## AUFGABE
Schreib den Abschnitt des Textauszugs von „Vorgeschichte“ bis „(Gewährleistung des Promotionsrechts).“ erneut ab und ersetze dabei „Durchlässigkeit“ jeweils durch „Offenheit“.

## TEXTAUSZUG
***
Um den beantragten Studiengang erstmals der Berufsöffentlichkeit vorzustellen, lud am 24.1.97 die Vereinigung Österreichischer Bibliothekarinnen und Bibliothekare nach Wien ein - das "Oratorium" der Österreichischen Nationalbibliothek bot einen würdigen Rahmen. Vortragende aus dem Entwicklungsteam des Studiengangs erläuterten Hintergründe, präsentierten den Studienplan und die damit verknüpften Vorstellungen. Eine Round-Table-Diskussion mit Vertreterlnnen der Berufsverbände und des Bibliotheks-, Dokumentations-, Informations- und Archivwesens bildete den Abschluß der Veranstaltung.

Vorgeschichte

Anfang der 90er Jahre begann die Entwicklung eines Studiengangs, der alle lnformationsberufe unter dem Dach einer Fachhochschule zusammenführen sollte. Mit dem Fachhochschulgesetz von 1993 hatte die österreichische Bundesregierung die nötige Voraussetzung für die Realisierung geschaffen. Ziel war es, eine praxis- und berufsbildorientierte Alternative zum Universitätsstudium mit dualer Durchlässigkeit zu etablieren - also Durchlässigkeit nach "unten" (auch Berufspraktikerlnnen ohne Abitur, beispielsweise aus dem mittleren Bibliotheksdienst oder aus dem Buchhandel, können Zugang zum Fachhochschulstudium erhalten) und nach "oben" (Gewährleistung des Promotionsrechts).
***
## BEREITGESTELLTES MATERIAL

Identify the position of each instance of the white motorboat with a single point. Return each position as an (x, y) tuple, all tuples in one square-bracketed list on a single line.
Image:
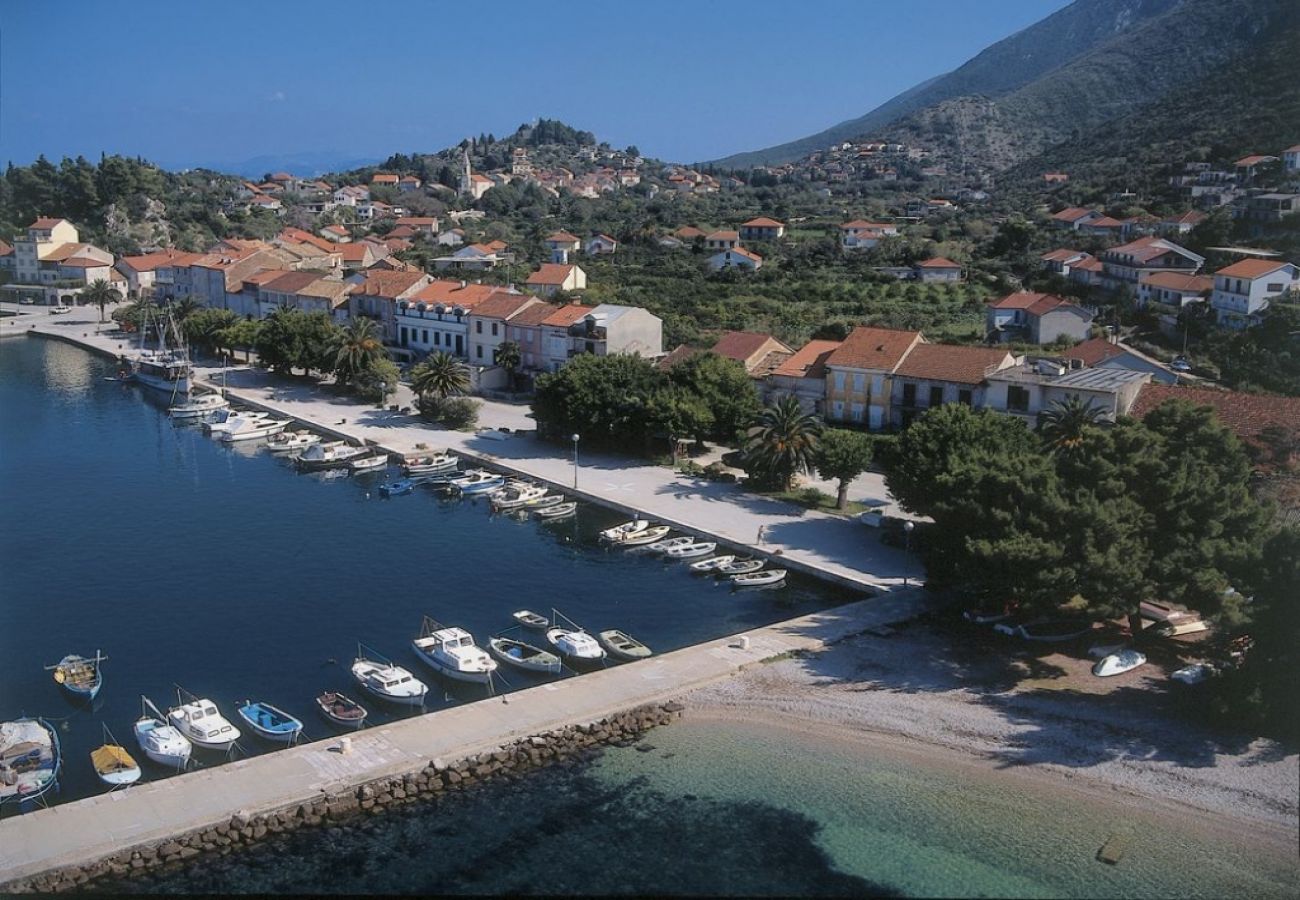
***
## MUSTERLÖSUNG
Vorgeschichte

Anfang der 90er Jahre begann die Entwicklung eines Studiengangs, der alle lnformationsberufe unter dem Dach einer Fachhochschule zusammenführen sollte. Mit dem Fachhochschulgesetz von 1993 hatte die österreichische Bundesregierung die nötige Voraussetzung für die Realisierung geschaffen. Ziel war es, eine praxis- und berufsbildorientierte Alternative zum Universitätsstudium mit dualer Offenheit zu etablieren - also Offenheit nach "unten" (auch Berufspraktikerlnnen ohne Abitur, beispielsweise aus dem mittleren Bibliotheksdienst oder aus dem Buchhandel, können Zugang zum Fachhochschulstudium erhalten) und nach "oben" (Gewährleistung des Promotionsrechts).